**** RECORDS

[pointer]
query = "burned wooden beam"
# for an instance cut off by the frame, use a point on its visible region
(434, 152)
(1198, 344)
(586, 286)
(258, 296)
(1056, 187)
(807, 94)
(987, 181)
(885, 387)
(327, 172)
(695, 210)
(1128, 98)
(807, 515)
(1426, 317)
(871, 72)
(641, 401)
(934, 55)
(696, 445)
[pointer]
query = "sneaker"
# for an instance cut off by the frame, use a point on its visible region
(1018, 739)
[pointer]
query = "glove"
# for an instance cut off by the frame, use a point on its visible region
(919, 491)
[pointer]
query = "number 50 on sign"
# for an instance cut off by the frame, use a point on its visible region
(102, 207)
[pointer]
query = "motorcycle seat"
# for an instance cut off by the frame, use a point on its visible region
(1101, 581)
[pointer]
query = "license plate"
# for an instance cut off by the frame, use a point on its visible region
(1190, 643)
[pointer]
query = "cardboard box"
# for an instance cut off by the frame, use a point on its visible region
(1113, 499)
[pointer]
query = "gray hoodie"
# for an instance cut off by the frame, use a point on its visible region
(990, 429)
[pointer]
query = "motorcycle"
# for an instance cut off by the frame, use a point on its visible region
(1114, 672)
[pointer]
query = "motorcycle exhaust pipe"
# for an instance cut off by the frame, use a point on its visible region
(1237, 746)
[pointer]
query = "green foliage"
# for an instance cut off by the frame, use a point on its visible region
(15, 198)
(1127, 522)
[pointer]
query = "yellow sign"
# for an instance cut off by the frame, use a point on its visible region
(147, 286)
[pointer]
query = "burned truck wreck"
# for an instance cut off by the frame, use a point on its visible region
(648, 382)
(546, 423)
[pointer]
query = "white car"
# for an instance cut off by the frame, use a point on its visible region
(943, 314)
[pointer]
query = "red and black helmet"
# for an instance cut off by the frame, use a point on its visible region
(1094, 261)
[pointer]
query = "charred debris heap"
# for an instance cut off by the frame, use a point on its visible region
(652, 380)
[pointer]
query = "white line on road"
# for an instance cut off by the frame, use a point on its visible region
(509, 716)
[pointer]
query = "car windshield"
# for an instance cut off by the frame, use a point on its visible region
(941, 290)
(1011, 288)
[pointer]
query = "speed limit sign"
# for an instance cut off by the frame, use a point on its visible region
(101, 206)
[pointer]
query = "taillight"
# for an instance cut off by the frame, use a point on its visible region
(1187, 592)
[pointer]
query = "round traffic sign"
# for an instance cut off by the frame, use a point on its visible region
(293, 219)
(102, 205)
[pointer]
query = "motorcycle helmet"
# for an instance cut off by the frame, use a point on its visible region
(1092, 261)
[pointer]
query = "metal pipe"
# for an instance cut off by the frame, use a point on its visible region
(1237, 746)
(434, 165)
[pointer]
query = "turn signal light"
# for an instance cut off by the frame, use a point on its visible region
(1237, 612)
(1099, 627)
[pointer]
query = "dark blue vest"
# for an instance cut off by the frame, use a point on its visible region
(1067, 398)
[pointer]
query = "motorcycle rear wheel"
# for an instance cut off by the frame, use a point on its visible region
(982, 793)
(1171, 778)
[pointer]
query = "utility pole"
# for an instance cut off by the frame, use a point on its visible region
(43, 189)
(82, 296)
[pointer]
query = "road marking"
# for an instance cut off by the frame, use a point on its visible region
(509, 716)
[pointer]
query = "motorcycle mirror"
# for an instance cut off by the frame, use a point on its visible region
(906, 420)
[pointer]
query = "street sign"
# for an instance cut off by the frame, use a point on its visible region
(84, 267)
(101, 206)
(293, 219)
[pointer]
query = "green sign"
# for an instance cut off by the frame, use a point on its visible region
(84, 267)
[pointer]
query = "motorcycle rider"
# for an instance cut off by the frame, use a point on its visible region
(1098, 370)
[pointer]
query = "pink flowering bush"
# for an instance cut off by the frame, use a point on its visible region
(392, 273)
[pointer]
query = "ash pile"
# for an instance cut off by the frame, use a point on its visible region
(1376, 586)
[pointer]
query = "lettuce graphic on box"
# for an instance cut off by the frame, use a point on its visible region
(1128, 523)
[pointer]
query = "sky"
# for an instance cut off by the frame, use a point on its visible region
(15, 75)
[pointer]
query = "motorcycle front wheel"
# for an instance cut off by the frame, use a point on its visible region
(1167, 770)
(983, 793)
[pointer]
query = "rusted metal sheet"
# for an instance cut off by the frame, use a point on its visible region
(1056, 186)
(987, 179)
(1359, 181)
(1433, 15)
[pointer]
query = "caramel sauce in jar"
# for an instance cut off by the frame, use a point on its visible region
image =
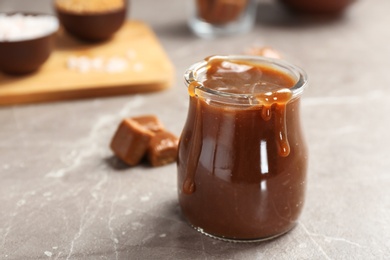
(242, 158)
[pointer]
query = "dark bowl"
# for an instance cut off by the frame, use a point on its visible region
(26, 56)
(92, 26)
(318, 6)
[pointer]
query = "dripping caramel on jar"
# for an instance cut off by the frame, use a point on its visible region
(242, 158)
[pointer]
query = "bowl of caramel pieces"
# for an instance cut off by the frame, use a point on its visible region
(91, 20)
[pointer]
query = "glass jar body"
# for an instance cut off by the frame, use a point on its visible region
(243, 190)
(234, 180)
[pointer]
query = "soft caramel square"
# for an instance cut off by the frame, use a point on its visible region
(130, 142)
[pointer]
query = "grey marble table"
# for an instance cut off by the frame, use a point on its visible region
(64, 196)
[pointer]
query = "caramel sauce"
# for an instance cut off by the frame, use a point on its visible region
(242, 168)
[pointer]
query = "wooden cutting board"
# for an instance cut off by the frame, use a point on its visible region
(148, 68)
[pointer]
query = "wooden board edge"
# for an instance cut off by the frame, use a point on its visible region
(85, 93)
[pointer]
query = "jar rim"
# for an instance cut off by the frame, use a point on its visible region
(192, 73)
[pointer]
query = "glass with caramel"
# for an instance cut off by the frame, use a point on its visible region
(213, 18)
(242, 157)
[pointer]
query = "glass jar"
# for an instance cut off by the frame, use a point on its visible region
(214, 18)
(242, 157)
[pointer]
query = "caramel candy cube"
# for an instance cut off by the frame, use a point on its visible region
(162, 149)
(131, 141)
(150, 122)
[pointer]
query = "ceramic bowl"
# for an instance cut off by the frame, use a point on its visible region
(23, 54)
(90, 26)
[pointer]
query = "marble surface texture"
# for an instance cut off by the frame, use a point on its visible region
(64, 196)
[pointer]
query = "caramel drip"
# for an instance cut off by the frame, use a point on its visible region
(266, 112)
(281, 130)
(195, 145)
(279, 98)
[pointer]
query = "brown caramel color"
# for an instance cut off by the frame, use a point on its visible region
(318, 6)
(150, 122)
(220, 11)
(162, 149)
(131, 141)
(242, 169)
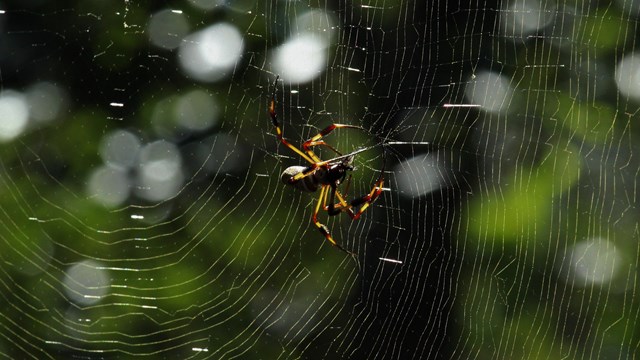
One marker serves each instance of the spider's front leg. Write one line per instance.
(317, 139)
(276, 124)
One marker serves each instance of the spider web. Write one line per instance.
(143, 213)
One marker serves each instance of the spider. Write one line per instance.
(325, 175)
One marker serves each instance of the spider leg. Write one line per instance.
(316, 140)
(324, 230)
(361, 203)
(276, 123)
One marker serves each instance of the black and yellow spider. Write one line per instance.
(325, 175)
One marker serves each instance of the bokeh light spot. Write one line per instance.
(210, 54)
(14, 114)
(301, 59)
(86, 283)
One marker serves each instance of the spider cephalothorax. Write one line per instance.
(325, 175)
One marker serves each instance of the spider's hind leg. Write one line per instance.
(324, 230)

********

* EXERCISE REQUIREMENTS *
Copy out the lines from the line containing "One marker serves each instance of the spider's front" to the end of the listing above, without alteration.

* SOLUTION TO THE EXERCISE *
One marker serves each instance of the spider's front leg. Write one line per instance.
(317, 139)
(276, 124)
One marker serves each instance of the spider web. Write one line per instance.
(143, 213)
One marker serves each instance of the spider. Write one line per instance.
(325, 175)
One marker serves each instance of the spider leg. Write one line per instance.
(316, 140)
(324, 230)
(361, 203)
(276, 123)
One marker serves each instance of the black and yellow spider. Write one line per instance.
(325, 175)
One marker serves each instance of the bokeh light spot. Write one line per instance.
(210, 54)
(14, 114)
(301, 59)
(86, 283)
One marker serves each instance of the spider cephalothorax. Write one line per instance.
(325, 175)
One marker serves each instance of the spider's hind leg. Write one line per instance.
(324, 230)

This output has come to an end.